Recorded data:
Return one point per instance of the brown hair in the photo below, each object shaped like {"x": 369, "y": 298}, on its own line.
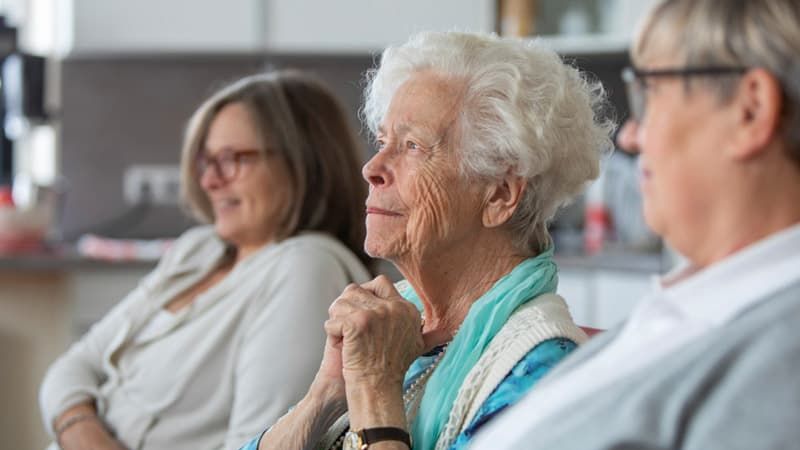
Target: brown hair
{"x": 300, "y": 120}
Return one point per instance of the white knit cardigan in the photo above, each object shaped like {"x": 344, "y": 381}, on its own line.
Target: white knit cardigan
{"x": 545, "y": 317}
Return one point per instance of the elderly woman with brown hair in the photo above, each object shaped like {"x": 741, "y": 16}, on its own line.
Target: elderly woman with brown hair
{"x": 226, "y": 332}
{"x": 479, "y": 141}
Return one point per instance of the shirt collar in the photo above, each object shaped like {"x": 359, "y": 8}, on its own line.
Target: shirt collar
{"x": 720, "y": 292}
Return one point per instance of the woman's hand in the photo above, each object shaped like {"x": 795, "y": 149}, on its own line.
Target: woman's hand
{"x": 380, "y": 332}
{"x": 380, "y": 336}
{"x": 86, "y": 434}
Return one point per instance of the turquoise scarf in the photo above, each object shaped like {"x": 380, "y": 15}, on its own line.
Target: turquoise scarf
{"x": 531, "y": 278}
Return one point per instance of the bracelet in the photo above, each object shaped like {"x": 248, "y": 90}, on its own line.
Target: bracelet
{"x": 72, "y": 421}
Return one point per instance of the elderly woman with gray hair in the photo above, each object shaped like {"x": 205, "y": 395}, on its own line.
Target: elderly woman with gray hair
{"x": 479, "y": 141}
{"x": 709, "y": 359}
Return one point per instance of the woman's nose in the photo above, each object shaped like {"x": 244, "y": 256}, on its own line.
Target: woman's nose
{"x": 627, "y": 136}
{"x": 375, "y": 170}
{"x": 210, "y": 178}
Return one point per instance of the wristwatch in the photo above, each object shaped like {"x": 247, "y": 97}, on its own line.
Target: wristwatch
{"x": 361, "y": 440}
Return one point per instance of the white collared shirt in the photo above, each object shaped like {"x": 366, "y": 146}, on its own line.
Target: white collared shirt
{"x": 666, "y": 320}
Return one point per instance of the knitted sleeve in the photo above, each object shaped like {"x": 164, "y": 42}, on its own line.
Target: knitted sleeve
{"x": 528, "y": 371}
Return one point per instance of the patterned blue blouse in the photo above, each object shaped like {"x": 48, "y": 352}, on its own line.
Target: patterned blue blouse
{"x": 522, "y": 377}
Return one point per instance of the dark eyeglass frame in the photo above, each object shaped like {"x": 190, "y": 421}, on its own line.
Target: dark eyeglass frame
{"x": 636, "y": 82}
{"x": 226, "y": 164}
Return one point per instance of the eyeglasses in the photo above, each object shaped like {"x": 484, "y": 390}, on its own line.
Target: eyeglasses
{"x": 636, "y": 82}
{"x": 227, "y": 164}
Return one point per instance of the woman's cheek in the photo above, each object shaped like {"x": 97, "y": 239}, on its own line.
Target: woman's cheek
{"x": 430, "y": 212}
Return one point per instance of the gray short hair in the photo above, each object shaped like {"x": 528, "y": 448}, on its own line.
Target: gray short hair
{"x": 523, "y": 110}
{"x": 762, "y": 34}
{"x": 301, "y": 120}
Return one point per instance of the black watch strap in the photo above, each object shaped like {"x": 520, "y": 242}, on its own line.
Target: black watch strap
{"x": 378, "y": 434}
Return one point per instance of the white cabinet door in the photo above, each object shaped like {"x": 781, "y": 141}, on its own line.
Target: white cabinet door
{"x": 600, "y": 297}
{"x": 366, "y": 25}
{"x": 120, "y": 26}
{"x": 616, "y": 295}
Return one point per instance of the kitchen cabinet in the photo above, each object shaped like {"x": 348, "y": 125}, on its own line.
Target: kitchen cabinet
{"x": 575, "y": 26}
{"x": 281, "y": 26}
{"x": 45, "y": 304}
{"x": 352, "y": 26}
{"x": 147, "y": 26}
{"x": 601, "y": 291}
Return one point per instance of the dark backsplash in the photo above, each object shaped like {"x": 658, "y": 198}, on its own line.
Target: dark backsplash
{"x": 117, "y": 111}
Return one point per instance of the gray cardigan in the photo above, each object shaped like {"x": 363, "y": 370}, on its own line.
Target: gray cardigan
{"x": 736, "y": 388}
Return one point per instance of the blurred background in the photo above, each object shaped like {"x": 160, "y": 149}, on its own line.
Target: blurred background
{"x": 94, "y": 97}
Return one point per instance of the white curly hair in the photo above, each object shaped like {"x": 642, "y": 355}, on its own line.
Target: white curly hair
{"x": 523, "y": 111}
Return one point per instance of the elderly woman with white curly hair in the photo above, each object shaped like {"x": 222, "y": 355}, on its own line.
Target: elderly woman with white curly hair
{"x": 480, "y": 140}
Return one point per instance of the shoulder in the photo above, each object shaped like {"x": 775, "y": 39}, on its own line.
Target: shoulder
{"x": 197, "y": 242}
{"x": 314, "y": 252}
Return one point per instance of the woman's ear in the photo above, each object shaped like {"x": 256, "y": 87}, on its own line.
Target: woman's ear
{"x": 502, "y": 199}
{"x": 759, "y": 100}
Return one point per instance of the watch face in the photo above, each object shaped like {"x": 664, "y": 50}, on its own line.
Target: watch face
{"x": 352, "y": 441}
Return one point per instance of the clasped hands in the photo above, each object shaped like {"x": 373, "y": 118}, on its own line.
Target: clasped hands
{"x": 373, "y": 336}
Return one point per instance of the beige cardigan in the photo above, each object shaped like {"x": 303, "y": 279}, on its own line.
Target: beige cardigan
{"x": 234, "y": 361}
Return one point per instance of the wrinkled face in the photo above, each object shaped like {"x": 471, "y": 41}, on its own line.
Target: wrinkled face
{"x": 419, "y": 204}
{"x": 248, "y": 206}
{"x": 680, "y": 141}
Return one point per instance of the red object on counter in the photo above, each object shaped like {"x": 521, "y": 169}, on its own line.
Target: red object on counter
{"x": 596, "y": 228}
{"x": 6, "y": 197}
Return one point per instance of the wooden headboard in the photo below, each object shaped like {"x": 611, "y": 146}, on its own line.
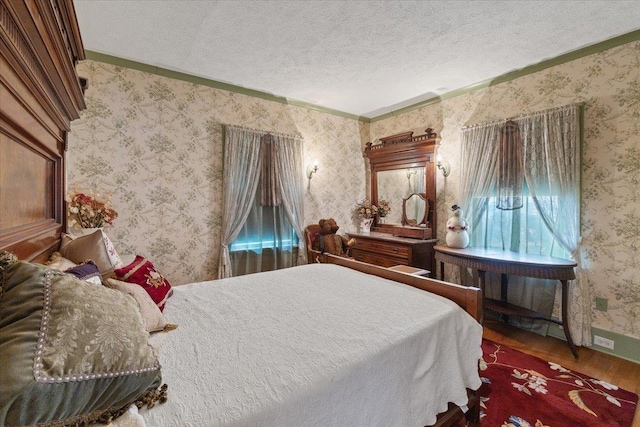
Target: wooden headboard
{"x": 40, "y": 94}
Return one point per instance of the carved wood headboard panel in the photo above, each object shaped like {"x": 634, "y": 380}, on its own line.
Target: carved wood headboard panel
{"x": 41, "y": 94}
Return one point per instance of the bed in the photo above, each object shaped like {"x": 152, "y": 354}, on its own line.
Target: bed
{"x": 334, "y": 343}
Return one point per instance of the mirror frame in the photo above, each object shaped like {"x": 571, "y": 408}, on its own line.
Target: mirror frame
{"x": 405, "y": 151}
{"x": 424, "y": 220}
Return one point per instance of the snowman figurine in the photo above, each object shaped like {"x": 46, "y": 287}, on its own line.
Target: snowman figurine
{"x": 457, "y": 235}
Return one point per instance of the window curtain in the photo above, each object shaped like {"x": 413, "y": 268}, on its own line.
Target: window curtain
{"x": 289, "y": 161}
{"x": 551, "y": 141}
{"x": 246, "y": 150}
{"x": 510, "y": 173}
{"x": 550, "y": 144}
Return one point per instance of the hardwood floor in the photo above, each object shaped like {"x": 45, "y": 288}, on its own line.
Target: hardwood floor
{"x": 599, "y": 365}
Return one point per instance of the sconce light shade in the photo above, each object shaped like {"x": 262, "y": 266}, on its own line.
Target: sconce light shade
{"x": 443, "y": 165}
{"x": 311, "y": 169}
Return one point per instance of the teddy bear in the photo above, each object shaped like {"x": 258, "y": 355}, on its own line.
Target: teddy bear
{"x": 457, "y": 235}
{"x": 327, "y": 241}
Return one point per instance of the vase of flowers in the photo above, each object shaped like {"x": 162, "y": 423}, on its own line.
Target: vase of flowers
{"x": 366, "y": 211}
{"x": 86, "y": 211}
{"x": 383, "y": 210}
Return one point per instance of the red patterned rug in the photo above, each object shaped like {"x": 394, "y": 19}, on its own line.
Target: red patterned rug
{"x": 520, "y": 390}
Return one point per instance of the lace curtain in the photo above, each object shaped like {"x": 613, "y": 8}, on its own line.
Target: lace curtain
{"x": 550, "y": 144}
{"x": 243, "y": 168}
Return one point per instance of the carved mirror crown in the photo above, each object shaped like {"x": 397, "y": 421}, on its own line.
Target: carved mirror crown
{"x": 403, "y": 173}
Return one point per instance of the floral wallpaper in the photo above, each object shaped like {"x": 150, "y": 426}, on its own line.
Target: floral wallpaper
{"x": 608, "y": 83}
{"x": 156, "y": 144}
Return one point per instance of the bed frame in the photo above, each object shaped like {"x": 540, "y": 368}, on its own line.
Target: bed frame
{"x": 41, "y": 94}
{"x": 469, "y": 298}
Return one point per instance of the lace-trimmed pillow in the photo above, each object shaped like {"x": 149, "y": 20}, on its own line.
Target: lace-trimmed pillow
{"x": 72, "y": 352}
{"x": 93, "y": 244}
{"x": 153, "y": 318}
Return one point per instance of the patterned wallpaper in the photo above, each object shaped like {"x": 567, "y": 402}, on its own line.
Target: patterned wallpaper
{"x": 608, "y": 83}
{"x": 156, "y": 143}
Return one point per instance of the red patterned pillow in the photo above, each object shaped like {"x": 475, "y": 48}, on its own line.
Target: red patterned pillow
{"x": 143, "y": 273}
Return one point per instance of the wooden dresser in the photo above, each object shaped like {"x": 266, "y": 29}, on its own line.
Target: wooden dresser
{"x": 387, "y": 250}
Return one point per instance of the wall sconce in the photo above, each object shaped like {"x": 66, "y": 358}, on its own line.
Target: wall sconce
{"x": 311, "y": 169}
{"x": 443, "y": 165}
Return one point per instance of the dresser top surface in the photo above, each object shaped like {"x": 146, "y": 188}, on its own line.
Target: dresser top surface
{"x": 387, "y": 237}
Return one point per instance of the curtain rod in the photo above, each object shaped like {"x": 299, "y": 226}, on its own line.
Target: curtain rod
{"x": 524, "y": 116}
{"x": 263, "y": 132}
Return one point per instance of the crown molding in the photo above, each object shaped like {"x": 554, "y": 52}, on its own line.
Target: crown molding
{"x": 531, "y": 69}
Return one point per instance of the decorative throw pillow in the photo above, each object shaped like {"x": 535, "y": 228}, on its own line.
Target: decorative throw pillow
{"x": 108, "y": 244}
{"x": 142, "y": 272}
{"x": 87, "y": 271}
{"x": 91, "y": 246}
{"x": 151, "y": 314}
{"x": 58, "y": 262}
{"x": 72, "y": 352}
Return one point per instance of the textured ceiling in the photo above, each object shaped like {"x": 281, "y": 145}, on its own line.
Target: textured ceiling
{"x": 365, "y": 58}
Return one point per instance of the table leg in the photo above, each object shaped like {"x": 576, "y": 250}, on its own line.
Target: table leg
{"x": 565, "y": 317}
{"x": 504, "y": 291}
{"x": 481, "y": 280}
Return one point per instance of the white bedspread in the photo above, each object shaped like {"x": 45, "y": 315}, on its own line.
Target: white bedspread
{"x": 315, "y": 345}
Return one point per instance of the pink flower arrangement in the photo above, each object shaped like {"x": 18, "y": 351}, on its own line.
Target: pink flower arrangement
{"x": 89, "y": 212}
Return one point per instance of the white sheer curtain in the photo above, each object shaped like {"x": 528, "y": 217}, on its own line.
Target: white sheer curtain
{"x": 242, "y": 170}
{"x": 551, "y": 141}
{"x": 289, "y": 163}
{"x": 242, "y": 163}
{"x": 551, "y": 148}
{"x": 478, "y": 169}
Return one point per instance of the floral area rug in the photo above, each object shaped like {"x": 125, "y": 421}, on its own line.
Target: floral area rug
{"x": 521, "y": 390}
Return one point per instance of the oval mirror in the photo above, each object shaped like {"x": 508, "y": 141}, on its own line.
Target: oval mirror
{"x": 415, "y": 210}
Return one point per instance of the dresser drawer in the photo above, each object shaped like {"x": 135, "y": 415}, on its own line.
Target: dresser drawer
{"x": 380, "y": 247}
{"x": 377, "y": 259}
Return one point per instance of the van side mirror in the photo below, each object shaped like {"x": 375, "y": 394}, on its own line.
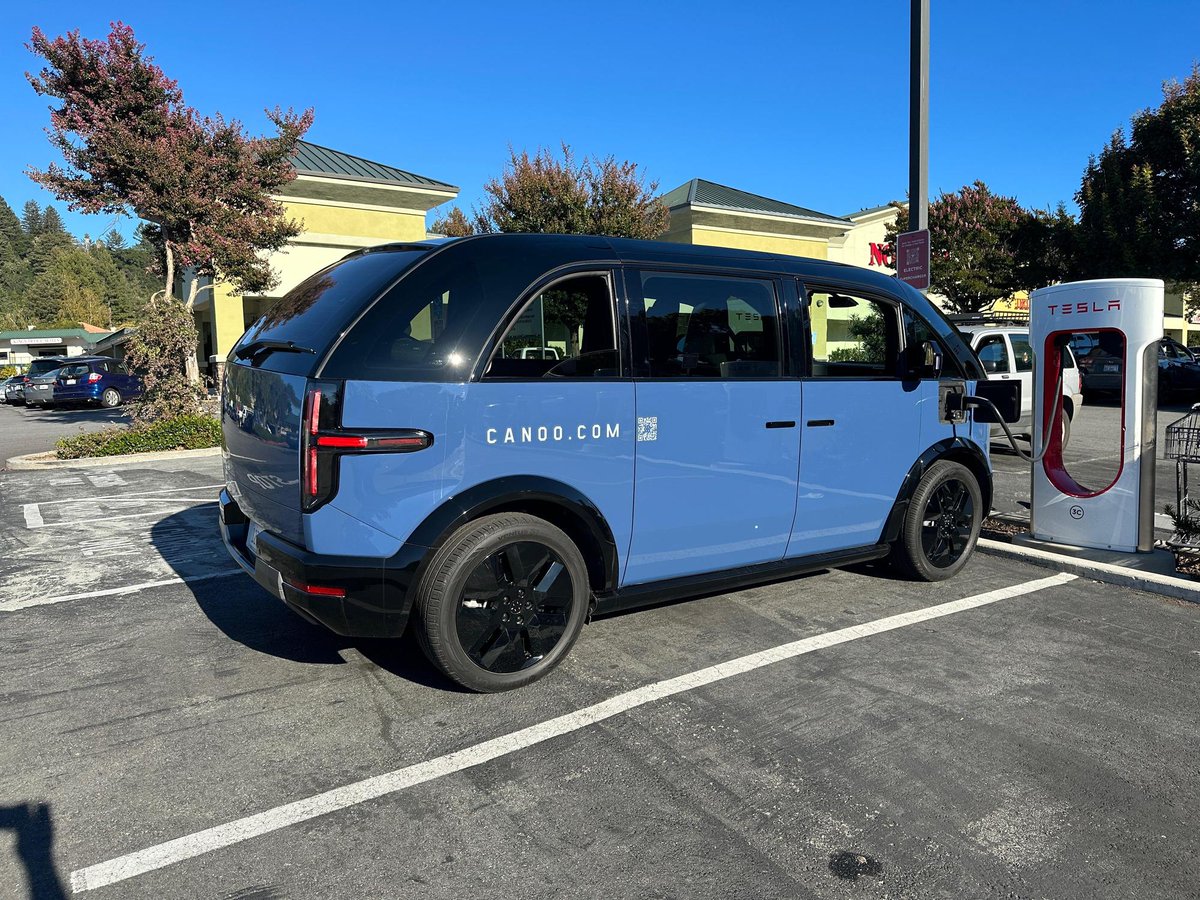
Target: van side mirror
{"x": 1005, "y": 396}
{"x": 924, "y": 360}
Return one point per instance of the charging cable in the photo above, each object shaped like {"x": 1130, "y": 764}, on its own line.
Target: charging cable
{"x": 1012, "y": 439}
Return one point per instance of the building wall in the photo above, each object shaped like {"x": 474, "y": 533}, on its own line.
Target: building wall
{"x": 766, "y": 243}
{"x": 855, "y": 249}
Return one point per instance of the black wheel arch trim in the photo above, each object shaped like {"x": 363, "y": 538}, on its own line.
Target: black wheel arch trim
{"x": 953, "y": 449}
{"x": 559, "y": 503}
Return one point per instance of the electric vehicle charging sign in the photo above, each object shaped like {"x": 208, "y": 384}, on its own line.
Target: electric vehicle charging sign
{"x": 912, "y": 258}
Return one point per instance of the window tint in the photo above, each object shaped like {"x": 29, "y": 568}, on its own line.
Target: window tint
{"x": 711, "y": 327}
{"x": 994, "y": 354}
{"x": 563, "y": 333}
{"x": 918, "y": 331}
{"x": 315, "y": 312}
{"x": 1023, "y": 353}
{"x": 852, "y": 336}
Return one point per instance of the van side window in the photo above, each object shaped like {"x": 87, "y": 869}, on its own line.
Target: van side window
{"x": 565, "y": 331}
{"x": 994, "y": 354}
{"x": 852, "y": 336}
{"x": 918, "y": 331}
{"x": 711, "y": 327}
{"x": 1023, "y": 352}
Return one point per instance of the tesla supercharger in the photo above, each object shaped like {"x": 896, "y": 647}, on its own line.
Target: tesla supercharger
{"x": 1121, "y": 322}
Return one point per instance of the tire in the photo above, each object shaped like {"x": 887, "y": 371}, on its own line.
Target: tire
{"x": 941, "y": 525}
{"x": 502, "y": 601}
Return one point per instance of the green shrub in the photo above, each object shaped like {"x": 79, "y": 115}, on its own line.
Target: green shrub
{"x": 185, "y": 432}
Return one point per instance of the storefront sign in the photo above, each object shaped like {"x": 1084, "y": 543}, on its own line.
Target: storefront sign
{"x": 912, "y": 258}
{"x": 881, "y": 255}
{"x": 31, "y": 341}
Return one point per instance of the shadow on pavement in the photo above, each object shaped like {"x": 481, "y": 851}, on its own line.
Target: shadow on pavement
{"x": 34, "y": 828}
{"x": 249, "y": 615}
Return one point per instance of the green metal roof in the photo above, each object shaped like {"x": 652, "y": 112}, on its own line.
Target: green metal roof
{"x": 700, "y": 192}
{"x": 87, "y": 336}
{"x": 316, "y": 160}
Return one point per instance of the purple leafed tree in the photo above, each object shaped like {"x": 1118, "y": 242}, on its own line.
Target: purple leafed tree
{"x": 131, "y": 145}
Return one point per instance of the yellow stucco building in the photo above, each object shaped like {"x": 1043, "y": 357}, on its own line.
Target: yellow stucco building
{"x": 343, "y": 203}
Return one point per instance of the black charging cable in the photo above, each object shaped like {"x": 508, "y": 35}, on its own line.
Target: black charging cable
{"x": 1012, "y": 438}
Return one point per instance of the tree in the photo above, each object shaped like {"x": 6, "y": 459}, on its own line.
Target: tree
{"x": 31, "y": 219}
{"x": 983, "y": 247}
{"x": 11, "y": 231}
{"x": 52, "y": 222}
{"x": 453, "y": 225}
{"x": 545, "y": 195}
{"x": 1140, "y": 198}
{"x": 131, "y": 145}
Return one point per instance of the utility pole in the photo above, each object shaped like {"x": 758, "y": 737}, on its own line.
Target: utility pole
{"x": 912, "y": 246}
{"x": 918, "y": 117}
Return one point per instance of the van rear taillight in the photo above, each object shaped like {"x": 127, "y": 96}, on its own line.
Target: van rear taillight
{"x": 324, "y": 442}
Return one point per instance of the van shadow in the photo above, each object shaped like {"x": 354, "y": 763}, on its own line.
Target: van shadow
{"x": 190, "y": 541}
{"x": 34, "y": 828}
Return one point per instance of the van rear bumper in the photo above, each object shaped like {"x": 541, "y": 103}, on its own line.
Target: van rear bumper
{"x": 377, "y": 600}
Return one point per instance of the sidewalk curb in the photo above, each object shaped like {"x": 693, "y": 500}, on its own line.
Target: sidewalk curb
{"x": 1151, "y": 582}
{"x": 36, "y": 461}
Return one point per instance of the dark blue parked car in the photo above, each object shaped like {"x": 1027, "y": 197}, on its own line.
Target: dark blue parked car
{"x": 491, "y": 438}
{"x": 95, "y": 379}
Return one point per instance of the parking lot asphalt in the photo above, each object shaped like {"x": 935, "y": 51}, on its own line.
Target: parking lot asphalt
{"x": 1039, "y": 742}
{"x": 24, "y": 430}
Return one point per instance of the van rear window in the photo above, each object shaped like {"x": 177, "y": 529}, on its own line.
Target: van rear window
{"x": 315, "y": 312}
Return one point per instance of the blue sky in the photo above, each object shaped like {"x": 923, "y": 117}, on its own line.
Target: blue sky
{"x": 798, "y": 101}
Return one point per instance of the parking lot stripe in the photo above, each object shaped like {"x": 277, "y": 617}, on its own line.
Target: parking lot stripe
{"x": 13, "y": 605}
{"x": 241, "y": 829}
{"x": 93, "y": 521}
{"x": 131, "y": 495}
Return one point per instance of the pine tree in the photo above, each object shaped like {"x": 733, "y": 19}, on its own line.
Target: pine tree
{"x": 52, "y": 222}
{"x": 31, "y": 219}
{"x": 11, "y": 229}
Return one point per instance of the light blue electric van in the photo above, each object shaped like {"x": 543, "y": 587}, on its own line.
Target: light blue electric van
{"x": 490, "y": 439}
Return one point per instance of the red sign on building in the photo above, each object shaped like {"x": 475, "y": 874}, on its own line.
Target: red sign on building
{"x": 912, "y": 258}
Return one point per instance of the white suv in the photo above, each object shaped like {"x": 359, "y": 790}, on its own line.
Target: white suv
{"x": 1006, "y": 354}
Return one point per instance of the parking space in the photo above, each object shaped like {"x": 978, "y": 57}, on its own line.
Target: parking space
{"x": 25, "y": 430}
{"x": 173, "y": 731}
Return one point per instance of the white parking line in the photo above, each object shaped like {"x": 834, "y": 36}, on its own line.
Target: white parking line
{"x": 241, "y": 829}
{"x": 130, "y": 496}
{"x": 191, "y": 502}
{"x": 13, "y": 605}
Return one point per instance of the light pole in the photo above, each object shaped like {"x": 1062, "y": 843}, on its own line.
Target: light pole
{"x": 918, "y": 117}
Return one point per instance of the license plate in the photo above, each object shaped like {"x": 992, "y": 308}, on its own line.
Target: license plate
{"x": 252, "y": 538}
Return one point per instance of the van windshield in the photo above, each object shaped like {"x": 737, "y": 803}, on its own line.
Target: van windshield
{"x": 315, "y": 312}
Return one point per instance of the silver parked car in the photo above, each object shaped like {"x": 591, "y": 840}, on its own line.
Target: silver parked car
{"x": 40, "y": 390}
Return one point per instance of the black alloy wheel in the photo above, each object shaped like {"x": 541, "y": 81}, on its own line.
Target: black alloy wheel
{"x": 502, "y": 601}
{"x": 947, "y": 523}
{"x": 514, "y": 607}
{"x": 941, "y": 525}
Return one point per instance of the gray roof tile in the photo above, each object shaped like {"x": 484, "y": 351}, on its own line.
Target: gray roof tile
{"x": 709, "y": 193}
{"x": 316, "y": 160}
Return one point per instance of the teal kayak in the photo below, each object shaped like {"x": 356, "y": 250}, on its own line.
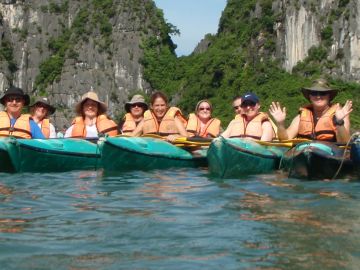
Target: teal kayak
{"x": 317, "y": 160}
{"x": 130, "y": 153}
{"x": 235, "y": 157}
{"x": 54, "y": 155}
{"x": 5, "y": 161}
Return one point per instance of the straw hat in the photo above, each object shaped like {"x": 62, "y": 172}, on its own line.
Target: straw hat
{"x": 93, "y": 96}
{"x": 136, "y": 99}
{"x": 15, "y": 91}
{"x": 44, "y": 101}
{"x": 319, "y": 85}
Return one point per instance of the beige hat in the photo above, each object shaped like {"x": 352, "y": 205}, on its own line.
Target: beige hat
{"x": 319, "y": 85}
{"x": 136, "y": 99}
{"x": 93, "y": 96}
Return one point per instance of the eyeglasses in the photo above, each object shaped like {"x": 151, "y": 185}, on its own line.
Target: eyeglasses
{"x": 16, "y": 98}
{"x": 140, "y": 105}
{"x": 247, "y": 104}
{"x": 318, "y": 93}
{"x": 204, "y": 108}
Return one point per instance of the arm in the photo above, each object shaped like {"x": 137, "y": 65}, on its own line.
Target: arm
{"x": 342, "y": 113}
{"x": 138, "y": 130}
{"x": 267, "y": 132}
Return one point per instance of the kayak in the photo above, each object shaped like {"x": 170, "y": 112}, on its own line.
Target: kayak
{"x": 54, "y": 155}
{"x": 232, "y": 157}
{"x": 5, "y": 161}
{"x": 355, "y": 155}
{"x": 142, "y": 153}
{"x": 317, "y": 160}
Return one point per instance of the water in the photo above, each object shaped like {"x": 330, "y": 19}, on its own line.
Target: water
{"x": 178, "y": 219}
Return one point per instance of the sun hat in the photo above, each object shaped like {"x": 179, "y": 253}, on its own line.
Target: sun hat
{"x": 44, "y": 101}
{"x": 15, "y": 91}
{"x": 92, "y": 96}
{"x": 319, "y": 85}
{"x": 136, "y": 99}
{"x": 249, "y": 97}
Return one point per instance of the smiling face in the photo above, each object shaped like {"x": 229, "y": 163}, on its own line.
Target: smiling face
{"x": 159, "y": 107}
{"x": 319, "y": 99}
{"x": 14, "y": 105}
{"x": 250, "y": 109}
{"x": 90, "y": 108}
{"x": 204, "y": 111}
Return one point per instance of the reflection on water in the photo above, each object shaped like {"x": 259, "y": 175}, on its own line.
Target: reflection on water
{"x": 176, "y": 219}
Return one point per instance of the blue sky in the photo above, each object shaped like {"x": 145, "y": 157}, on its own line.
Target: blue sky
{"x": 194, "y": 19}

Problem statement:
Print from the line containing "Return one point per instance of the arm" to the last line above, exactly as written.

Response to the task:
Return one point per instance of the arm in the photo above, each object shaped like {"x": 137, "y": 65}, on its own line.
Target: arm
{"x": 342, "y": 113}
{"x": 138, "y": 130}
{"x": 267, "y": 132}
Return one point per instance of the kayak in the photo above, each object shaped like {"x": 170, "y": 112}, on its own line.
Target: kayak
{"x": 54, "y": 155}
{"x": 232, "y": 157}
{"x": 5, "y": 161}
{"x": 355, "y": 155}
{"x": 142, "y": 153}
{"x": 317, "y": 160}
Return one point per instance of the water in the photo above, each object shaped like {"x": 330, "y": 19}, on its own line.
Target: water
{"x": 178, "y": 219}
Return one point per instance of the sun hat in the photo above, each object shaped like {"x": 179, "y": 253}, on its own line.
Target: sun hat
{"x": 44, "y": 101}
{"x": 15, "y": 91}
{"x": 92, "y": 96}
{"x": 319, "y": 85}
{"x": 136, "y": 99}
{"x": 249, "y": 97}
Return one point per instance of the smiling face in the photo above, each object shaped like {"x": 229, "y": 163}, on its own line.
Target: smiling face
{"x": 159, "y": 107}
{"x": 319, "y": 99}
{"x": 14, "y": 105}
{"x": 250, "y": 109}
{"x": 90, "y": 108}
{"x": 204, "y": 111}
Return one point per instance of the reflection on water in the photo above, each object shaped like {"x": 259, "y": 175}, on its own line.
Target: reflection on water
{"x": 176, "y": 219}
Return one point per instance of the blue sky in the photo above, each object shaped like {"x": 145, "y": 157}, on its own line.
Target: blue sky
{"x": 194, "y": 19}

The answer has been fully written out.